Direction 1 ▸ According to the interview text below, where and in what year was Giulia Crivellaro born?

Page text ▸
━━━
In Chronically Online, we present the artists who are narrating what it means to inhabit today's online landscape, reflecting on this very present and imagining new alternatives.

Born in Bolzano in 1995 and currently based between Amsterdam and Rome, artist Giulia Crivellaro deploys moving images to investigate the links between temporality, visuality and identity. In her work, stretched, modified, reshaped, and pixelated images remind the viewer of what they’re allowed or not allowed to see: what we think is natural but is, after all, constructed, and the realities which are born every time a specific gaze casts upon an image. Exploring themes such as fragmented temporalities and new mythologies in contemporary visual culture, Giulia draws inspiration from social media imagery and online trends. In this new chapter of Chronically Online, we talked with her about her inspirations, her approach when first starting to work on a film, and her online habits. 

We are fascinated by your use of audiovisual grammar to convey certain feelings shaped by a perception of the world filtered through the online. The zoom that reveals pixels and creates estrangement, the “stillness” that exposes a certain performance of suffering. Can you tell us more about this dimension of your practice?

I have a real passion for images and for suspended moments. Even when I watch a film or a show, what I love most are those instances when reality enters the narrative, sometimes awkwardly; I’m thinking of David Lynch in Twin Peaks, for example. In the series, the director repeatedly chooses to “stay with the image,” lingering on moments that, from a narrative standpoint, might appear as imperfections of the filmic apparatus or as excessively slow compared to the presumed rhythm of the story. 

In my own research, I like to think I do something similar: deliberately choosing to stay with images, to stretch their time or form by enlarging and pixelating them, almost as if to enter into them. In a sense, I believe that the content of what I want to address in my work is already within the image, and that editing or temporal expansion serves more to reveal something than to create it from scratch. Pixelation and stillness, then, are not mere aesthetic choices, but the result of a process of expansion — both material and perceptual.

Not here anymore

What is the relationship, if any, between your practice and audiovisual languages emerging from digital folklore such as ‘corecore’? Are you inspired by them, or would you say your work moves along different tracks?

There is certainly an influence of digital audiovisual language in my practice, although I see it more as a starting point than a point of arrival. Digital language interests me as a dimension of reality in which something can happen, take shape, and exist according to its own space-time: an alternative to tangible reality, yet no less present or detached from cultural constructions and power dynamics. What interests me is the dynamic relationship between the digital and material reality: dimensions I do not perceive as opposites, but as the construction of a territory where materials mix without hierarchy. What often emerges from this is more a question than a certainty. I would describe it as a way of looking at relationships rather than creating from scratch, and digital folklore, in this sense, is an important and heterogeneous landscape of cultural production that develops from its own means and structural characteristics. I think it is essential to remind ourselves, from time to time, that the world we create is shaped by the tools that produce it. In this sense, the digital is not just a tool, but an environment, a territory, a language, and a form of thought.

You work extensively with the juxtaposition of elements and images that seem irreconcilable, yet together they outline new sensations and describe specific feelings. It’s as if an excess of representation – a push toward extremes – were necessary to grasp certain nuances your work addresses. How do you approach your films during the writing phase?
━━━
Entries supplied ▸
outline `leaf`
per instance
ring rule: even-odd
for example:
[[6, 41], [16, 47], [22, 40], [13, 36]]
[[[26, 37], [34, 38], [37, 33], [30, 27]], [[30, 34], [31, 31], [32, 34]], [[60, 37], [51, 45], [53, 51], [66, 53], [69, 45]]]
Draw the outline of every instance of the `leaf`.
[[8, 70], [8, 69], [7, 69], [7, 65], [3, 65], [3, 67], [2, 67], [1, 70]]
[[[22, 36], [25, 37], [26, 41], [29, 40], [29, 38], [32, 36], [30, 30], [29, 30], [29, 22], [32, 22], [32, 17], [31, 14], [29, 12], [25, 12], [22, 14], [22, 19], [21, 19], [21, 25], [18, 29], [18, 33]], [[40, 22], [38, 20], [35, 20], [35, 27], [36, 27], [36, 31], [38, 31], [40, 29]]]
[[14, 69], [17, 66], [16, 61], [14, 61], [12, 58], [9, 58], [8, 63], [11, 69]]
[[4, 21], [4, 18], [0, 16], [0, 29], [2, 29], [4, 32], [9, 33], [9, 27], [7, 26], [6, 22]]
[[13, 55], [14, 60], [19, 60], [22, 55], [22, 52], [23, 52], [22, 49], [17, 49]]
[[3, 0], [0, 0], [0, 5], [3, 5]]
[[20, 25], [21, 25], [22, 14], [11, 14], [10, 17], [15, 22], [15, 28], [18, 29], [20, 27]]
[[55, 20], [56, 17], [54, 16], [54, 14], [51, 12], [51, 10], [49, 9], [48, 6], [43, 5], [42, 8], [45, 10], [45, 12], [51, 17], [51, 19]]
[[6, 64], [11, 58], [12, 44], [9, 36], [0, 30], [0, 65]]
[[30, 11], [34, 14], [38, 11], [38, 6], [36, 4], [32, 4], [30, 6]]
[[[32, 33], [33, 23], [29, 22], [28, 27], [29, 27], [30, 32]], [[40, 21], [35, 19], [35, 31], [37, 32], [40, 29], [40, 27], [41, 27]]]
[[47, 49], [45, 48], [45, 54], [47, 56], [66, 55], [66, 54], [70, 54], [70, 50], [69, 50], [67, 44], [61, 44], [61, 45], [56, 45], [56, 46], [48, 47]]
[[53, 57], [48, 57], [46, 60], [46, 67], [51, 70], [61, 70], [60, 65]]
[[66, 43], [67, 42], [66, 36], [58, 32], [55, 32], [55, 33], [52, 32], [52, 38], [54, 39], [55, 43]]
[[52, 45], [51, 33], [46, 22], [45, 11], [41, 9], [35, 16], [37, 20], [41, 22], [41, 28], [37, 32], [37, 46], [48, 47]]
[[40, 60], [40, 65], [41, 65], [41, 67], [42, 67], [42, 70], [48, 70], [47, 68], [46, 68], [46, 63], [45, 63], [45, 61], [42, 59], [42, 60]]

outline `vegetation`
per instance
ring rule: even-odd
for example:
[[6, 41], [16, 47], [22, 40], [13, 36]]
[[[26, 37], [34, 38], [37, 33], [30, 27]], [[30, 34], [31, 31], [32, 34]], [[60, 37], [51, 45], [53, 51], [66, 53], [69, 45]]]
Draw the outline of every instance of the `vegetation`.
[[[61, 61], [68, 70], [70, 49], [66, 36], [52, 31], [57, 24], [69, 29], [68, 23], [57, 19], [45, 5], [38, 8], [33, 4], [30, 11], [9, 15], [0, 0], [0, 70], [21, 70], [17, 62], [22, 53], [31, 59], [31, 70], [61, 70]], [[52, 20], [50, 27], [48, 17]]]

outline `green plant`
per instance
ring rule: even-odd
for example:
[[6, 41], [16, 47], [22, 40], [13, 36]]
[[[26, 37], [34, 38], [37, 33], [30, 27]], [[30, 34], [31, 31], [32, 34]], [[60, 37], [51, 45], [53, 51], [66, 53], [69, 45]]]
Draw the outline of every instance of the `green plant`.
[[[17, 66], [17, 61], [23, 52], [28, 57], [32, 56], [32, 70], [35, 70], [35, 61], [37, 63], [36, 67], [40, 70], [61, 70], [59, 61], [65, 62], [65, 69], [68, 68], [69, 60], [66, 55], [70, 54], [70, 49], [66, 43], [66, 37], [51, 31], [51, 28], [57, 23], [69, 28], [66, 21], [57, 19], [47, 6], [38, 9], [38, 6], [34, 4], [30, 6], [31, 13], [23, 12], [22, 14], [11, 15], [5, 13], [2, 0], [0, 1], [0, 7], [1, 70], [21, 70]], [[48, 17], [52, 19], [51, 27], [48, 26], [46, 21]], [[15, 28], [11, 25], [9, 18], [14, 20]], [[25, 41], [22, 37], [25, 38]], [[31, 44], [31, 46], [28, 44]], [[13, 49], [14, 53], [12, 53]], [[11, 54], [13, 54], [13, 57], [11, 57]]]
━━━
Direction 2 ▸ Quote the part of the rows that opens with their very first line and closes with the line containing "67], [1, 70]]", with both of those lines included.

Problem solution 1 ▸ She was born in Bolzano in 1995.

Problem solution 2 ▸
outline `leaf`
per instance
ring rule: even-odd
for example:
[[6, 41], [16, 47], [22, 40], [13, 36]]
[[[26, 37], [34, 38], [37, 33], [30, 27]], [[30, 34], [31, 31], [32, 34]], [[60, 37], [51, 45], [53, 51], [66, 53], [69, 45]]]
Draw the outline of every instance of the `leaf`.
[[8, 70], [8, 69], [7, 69], [7, 65], [3, 65], [3, 67], [2, 67], [1, 70]]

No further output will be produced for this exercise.